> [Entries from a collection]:
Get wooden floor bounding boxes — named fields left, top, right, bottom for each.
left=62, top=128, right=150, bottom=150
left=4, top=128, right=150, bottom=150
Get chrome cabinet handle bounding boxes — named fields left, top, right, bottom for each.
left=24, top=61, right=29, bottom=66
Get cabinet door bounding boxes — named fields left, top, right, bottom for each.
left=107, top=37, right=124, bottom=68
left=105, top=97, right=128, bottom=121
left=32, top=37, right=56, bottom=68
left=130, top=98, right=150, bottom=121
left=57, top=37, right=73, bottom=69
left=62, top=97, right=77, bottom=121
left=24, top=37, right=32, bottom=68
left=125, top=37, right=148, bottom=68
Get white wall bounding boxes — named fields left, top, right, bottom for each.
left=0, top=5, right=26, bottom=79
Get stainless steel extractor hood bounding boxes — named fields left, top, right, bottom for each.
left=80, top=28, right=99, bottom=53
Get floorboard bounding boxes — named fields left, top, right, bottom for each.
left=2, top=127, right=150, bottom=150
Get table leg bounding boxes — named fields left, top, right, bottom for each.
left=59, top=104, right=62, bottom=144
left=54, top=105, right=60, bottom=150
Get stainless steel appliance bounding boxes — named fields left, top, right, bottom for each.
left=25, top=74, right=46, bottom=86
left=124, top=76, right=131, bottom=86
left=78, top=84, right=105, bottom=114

> [EXERCISE INSTRUCTIONS]: Rewrite every line of the records above, requests included, scaling each bounding box coordinate in the answers by 0.4 and rounding to the nearest whole number, with halves rounded up.

> [COMPLETE OUTPUT]:
Get wooden floor bounding boxes — named fields left, top, right, bottom for each.
left=25, top=51, right=60, bottom=60
left=2, top=51, right=60, bottom=60
Get chrome cabinet handle bounding boxes — named fields left, top, right, bottom for each.
left=10, top=24, right=12, bottom=26
Get cabinet door bounding boxes — named fields left, top, right, bottom for each.
left=43, top=15, right=50, bottom=27
left=42, top=39, right=51, bottom=48
left=13, top=15, right=22, bottom=27
left=52, top=39, right=60, bottom=48
left=23, top=15, right=29, bottom=28
left=25, top=39, right=31, bottom=48
left=10, top=15, right=13, bottom=27
left=50, top=15, right=59, bottom=27
Get white wall bounding boxes — named fields left, top, right, bottom for each.
left=0, top=2, right=10, bottom=32
Get stainless steel extractor hood bounding boxes — named fields left, top, right, bottom for each.
left=32, top=11, right=40, bottom=21
Get floorboard bounding boxes — named fields left, top, right, bottom for each.
left=1, top=51, right=60, bottom=60
Get table leg bounding boxes — named fields left, top, right, bottom for each.
left=24, top=42, right=25, bottom=58
left=22, top=42, right=24, bottom=60
Get stainless steel appliance bounding boxes — named fields left, top, right, bottom for each.
left=10, top=30, right=18, bottom=34
left=50, top=30, right=52, bottom=34
left=31, top=34, right=42, bottom=46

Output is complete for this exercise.